### WORK TASK
From first line to last, transcribe the listing exactly and skip any image.

### RECORDED INFORMATION
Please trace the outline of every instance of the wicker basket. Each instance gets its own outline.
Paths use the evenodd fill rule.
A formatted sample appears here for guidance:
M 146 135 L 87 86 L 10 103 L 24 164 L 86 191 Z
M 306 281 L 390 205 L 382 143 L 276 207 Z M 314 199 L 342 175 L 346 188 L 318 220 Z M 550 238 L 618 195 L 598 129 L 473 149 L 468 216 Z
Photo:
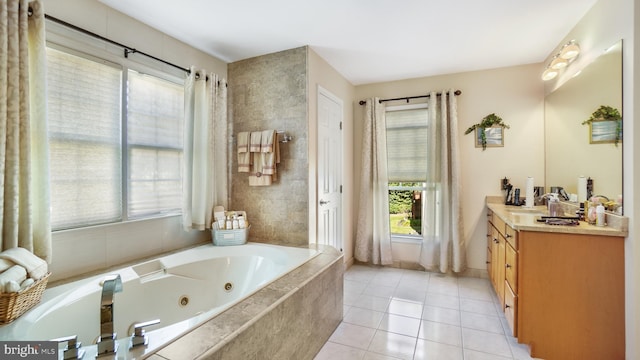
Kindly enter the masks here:
M 18 292 L 0 293 L 0 324 L 8 324 L 38 305 L 50 275 L 50 272 L 47 273 L 28 288 Z

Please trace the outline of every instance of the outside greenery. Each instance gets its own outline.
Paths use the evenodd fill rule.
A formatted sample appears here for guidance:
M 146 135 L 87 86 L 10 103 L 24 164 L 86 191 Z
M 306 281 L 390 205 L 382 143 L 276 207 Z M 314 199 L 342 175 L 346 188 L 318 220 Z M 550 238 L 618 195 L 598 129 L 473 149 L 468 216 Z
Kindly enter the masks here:
M 422 186 L 421 183 L 389 183 L 390 187 Z M 414 199 L 415 190 L 389 190 L 389 225 L 392 234 L 419 235 L 421 232 L 421 219 L 419 214 L 415 214 L 414 219 Z

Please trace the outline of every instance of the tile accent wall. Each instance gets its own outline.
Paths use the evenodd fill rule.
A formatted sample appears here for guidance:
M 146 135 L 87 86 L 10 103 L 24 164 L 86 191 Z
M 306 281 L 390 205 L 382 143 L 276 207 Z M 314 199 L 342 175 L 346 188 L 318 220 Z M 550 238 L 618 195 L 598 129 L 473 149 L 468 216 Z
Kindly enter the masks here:
M 251 223 L 249 241 L 305 245 L 308 238 L 307 47 L 230 63 L 230 210 L 244 210 Z M 278 180 L 249 186 L 238 173 L 236 134 L 284 130 L 293 141 L 280 144 Z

### ANSWER TO THIS PROBLEM
Please trace the outline of every instance of the wicker basket. Each instance gets its own outline.
Paths use the evenodd fill rule.
A formatted sample appears here for guidance:
M 146 135 L 87 86 L 10 103 L 24 164 L 86 191 Z
M 306 281 L 390 205 L 382 143 L 276 207 Z M 314 199 L 342 175 L 346 188 L 318 220 Z M 550 238 L 618 195 L 598 129 L 473 149 L 468 216 Z
Photo:
Kindly enter the masks here:
M 18 292 L 0 293 L 0 324 L 8 324 L 38 305 L 50 275 L 50 272 L 47 273 L 28 288 Z

Please trace the outline of every instance of the outside greenery. Each instance gets its own outline.
Paths use the evenodd fill rule.
A formatted sample appears here for guidance:
M 146 135 L 87 86 L 10 103 L 24 164 L 86 191 Z
M 306 281 L 390 205 L 382 143 L 276 207 Z M 314 199 L 342 175 L 346 188 L 318 220 Z M 550 238 L 618 195 L 598 129 L 473 149 L 468 216 Z
Kindly enter the masks here:
M 422 186 L 421 183 L 389 183 L 390 187 Z M 414 199 L 415 190 L 389 190 L 389 225 L 392 234 L 419 235 L 421 232 L 421 219 L 419 214 L 415 214 L 414 219 Z

Please trace the outline of every instance of the tile accent wall. Each instance gets its own outline.
Paths use the evenodd fill rule.
A formatted sample appears here for guidance:
M 146 135 L 87 86 L 10 103 L 24 164 L 86 191 Z
M 306 281 L 390 205 L 382 143 L 276 207 Z M 314 199 L 342 175 L 346 188 L 318 220 Z M 550 238 L 618 195 L 598 129 L 473 149 L 468 216 Z
Kindly enter the masks here:
M 251 223 L 249 241 L 305 245 L 308 238 L 307 47 L 230 63 L 230 210 L 244 210 Z M 278 180 L 249 186 L 238 173 L 236 134 L 284 130 L 293 141 L 280 144 Z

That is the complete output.